### Brief
Find the line in the entries below that contains "as point(366, 507).". Repeat it exactly, and every line after it through the line that contains "as point(48, 76).".

━━ Study material ━━

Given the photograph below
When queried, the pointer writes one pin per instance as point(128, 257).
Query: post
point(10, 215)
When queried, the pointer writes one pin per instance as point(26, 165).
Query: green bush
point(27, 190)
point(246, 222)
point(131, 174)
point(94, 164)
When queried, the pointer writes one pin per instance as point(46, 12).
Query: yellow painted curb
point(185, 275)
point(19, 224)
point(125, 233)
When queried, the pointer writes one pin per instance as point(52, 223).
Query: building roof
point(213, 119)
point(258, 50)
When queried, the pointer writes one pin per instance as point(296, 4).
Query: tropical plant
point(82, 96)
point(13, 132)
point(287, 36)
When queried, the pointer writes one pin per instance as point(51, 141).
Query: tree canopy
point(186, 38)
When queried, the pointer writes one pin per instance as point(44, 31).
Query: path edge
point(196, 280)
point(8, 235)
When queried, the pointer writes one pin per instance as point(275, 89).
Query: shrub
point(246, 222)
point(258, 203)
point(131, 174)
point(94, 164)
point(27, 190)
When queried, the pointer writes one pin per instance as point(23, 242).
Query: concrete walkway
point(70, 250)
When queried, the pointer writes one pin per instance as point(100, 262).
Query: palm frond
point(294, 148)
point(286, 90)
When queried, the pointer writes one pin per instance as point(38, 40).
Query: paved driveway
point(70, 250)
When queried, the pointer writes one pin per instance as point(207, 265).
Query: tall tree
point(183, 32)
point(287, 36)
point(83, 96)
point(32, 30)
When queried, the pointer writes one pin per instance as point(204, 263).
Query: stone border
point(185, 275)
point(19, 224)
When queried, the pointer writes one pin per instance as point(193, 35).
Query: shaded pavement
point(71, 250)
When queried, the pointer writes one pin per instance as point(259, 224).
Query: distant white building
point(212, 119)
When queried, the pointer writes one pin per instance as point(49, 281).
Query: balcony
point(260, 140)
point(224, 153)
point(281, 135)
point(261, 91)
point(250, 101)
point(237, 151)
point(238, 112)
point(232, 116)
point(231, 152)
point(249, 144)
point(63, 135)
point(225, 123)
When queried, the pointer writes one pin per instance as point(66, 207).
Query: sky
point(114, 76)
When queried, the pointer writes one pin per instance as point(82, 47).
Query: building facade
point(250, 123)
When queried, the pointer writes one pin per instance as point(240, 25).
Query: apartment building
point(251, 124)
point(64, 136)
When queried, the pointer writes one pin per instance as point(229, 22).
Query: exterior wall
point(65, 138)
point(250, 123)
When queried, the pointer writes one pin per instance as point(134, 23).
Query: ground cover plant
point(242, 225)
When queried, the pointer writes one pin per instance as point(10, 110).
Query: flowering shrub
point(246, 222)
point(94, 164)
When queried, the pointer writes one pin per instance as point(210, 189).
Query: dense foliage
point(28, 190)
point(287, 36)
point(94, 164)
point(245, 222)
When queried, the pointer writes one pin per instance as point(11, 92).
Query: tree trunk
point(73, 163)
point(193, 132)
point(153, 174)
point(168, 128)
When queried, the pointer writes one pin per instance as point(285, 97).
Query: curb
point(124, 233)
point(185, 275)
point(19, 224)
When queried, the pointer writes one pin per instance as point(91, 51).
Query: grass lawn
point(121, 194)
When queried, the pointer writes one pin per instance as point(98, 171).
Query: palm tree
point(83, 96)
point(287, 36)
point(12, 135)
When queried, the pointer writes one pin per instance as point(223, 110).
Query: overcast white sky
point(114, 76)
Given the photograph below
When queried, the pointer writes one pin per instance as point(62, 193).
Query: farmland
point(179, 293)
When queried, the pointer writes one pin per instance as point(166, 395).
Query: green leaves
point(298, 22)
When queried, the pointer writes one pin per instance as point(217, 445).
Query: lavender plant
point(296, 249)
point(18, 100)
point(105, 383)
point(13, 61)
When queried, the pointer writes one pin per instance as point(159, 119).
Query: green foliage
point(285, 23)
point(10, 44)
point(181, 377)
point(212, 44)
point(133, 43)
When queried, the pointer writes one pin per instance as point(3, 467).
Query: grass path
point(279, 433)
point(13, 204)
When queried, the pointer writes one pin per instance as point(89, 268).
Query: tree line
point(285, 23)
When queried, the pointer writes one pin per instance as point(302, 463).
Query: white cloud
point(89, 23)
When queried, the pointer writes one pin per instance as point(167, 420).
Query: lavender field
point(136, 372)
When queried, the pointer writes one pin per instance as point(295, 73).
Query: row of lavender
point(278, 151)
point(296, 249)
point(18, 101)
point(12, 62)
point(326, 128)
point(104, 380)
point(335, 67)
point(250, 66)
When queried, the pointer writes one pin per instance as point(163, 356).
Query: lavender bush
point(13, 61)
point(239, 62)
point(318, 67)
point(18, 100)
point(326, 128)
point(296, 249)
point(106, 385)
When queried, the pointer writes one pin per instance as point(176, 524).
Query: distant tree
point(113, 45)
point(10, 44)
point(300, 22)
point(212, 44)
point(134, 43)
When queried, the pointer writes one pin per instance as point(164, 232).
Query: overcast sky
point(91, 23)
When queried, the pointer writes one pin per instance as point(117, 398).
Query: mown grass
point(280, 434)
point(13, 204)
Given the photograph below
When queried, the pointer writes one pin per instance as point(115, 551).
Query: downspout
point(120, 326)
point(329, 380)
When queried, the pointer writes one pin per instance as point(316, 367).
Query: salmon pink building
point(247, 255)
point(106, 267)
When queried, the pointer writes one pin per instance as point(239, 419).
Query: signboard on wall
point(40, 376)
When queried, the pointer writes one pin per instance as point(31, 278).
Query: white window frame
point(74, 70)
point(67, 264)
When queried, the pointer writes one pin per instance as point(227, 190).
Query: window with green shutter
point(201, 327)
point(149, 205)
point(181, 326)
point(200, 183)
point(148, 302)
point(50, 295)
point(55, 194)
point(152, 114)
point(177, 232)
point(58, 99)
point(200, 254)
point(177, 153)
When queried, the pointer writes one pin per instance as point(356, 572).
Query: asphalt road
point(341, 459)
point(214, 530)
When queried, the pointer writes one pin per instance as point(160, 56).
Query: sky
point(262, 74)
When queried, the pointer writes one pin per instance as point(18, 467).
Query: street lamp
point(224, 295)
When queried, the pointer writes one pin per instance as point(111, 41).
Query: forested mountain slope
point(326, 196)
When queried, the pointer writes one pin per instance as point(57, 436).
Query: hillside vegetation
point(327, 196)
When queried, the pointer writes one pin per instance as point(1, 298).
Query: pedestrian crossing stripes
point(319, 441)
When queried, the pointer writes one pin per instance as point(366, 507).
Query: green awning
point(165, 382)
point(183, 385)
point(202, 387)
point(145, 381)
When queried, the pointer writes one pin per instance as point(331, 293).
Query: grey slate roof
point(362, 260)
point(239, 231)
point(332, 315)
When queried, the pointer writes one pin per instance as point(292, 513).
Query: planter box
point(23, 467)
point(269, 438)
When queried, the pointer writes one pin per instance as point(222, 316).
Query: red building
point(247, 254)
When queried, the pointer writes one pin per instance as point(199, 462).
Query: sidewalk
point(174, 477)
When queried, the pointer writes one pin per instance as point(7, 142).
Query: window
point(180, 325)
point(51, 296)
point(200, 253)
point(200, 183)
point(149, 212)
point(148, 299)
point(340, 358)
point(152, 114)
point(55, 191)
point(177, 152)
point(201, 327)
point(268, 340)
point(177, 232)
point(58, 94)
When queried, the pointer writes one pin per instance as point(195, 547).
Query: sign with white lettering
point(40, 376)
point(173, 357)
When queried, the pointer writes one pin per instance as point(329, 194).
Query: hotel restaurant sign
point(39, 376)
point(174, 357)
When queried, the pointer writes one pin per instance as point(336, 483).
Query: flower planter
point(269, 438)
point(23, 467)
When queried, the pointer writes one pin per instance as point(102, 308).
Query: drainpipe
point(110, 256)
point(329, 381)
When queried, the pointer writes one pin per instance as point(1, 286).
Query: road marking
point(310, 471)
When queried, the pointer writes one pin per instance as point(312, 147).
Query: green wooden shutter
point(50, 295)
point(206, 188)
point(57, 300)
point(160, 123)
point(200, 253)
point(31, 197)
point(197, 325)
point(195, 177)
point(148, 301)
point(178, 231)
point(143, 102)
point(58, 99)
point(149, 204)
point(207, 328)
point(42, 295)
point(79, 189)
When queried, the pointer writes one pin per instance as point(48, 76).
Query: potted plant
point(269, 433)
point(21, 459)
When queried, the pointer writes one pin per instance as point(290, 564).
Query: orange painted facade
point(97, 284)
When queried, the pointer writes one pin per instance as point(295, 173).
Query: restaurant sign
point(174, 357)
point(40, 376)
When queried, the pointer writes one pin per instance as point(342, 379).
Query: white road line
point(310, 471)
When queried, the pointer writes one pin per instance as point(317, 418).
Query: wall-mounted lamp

━━━

### Solution for this task
When queried, the pointer writes one pin per instance as point(366, 507).
Query: green awning
point(165, 382)
point(183, 385)
point(202, 387)
point(145, 381)
When queried, the pointer writes one pin per instance as point(331, 293).
Query: grey slate roof
point(362, 260)
point(239, 231)
point(332, 315)
When queried, the pointer writes one pin per instance as point(292, 513).
Query: planter box
point(23, 467)
point(269, 438)
When queried, the pointer writes one pin per instance as point(222, 316).
Query: red building
point(247, 254)
When queried, the pointer writes one pin per instance as point(199, 462).
Query: sidewalk
point(174, 477)
When queried, the pointer writes one pin per instance as point(7, 142).
Query: window
point(180, 325)
point(51, 296)
point(200, 253)
point(200, 183)
point(149, 212)
point(148, 299)
point(340, 358)
point(152, 114)
point(55, 191)
point(177, 152)
point(201, 327)
point(268, 340)
point(177, 232)
point(58, 94)
When queried, the pointer writes one pin per instance as point(195, 547).
Query: sign with white lettering
point(40, 376)
point(173, 357)
When queried, the pointer writes one pin per instance as point(329, 194).
Query: hotel restaurant sign
point(39, 376)
point(174, 357)
When queried, the pointer writes one pin per instance as point(336, 483).
Query: flower planter
point(269, 438)
point(23, 467)
When queried, the pointer writes one pin per instance as point(102, 308).
Query: drainpipe
point(110, 256)
point(329, 381)
When queried, the pointer writes one pin per instance as point(1, 286).
Query: road marking
point(310, 471)
When queried, the pointer writes one pin per instance as point(312, 147).
Query: green wooden shutter
point(50, 295)
point(206, 188)
point(57, 300)
point(160, 123)
point(200, 253)
point(31, 197)
point(197, 325)
point(195, 177)
point(148, 301)
point(178, 231)
point(143, 102)
point(58, 99)
point(149, 204)
point(207, 328)
point(42, 295)
point(79, 189)
When queried, the pointer writes one pin per instance as point(48, 76).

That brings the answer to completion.